DATA EXCERPTS:
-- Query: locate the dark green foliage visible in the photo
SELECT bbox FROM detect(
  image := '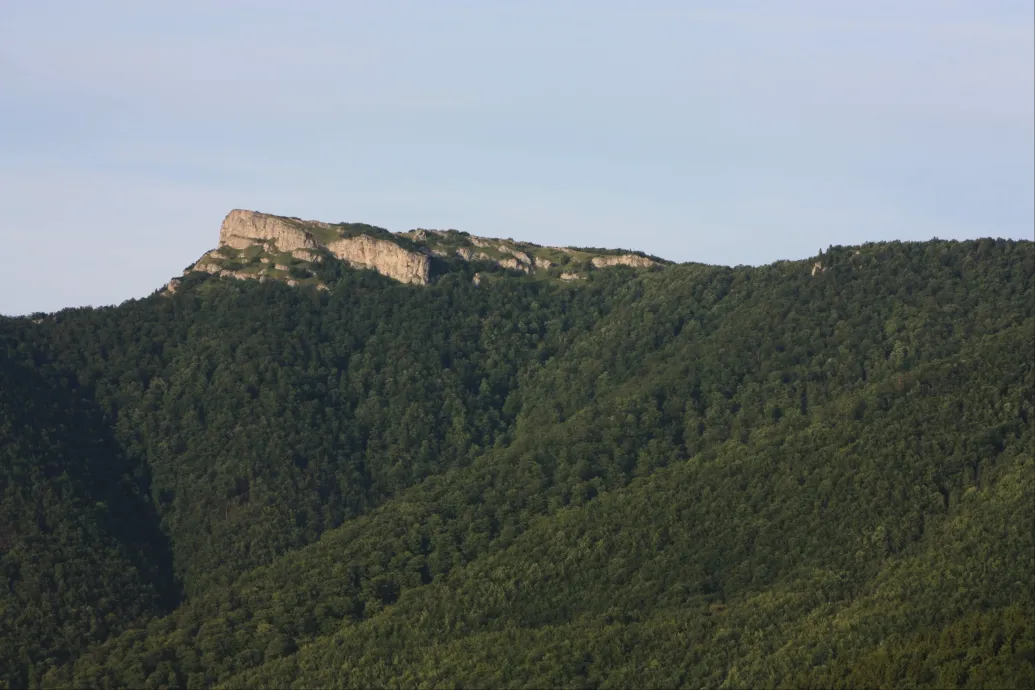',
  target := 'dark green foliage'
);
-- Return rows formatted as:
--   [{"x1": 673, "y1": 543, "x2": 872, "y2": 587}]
[{"x1": 0, "y1": 236, "x2": 1035, "y2": 687}]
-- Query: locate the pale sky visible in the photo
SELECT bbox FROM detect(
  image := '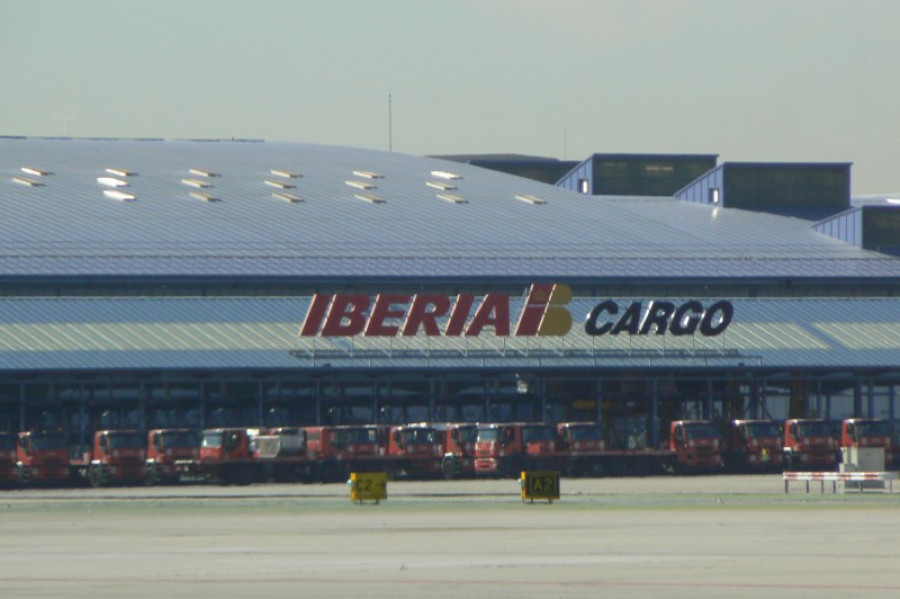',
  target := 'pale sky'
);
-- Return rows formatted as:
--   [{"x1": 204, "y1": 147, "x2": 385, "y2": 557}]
[{"x1": 0, "y1": 0, "x2": 900, "y2": 194}]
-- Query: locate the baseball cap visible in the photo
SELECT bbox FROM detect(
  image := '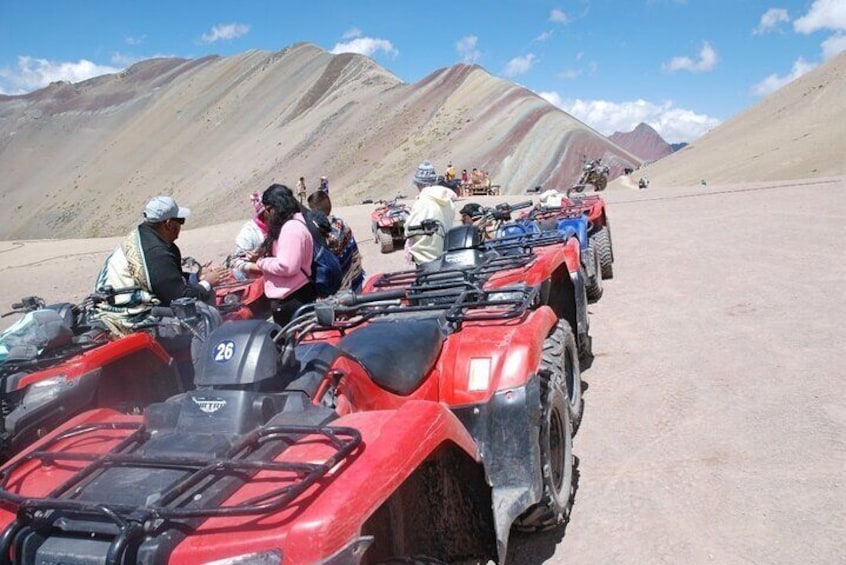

WHAT IS ASKED: Collect each line of the rows above that contains the word "photo", treating uppercase and lowercase as different.

FINAL RESULT:
-- Query: locate the dark green foliage visible in the photo
-- Query: locate the pale sky visible in the photo
-- Query: locate the baseball cap visible in the photo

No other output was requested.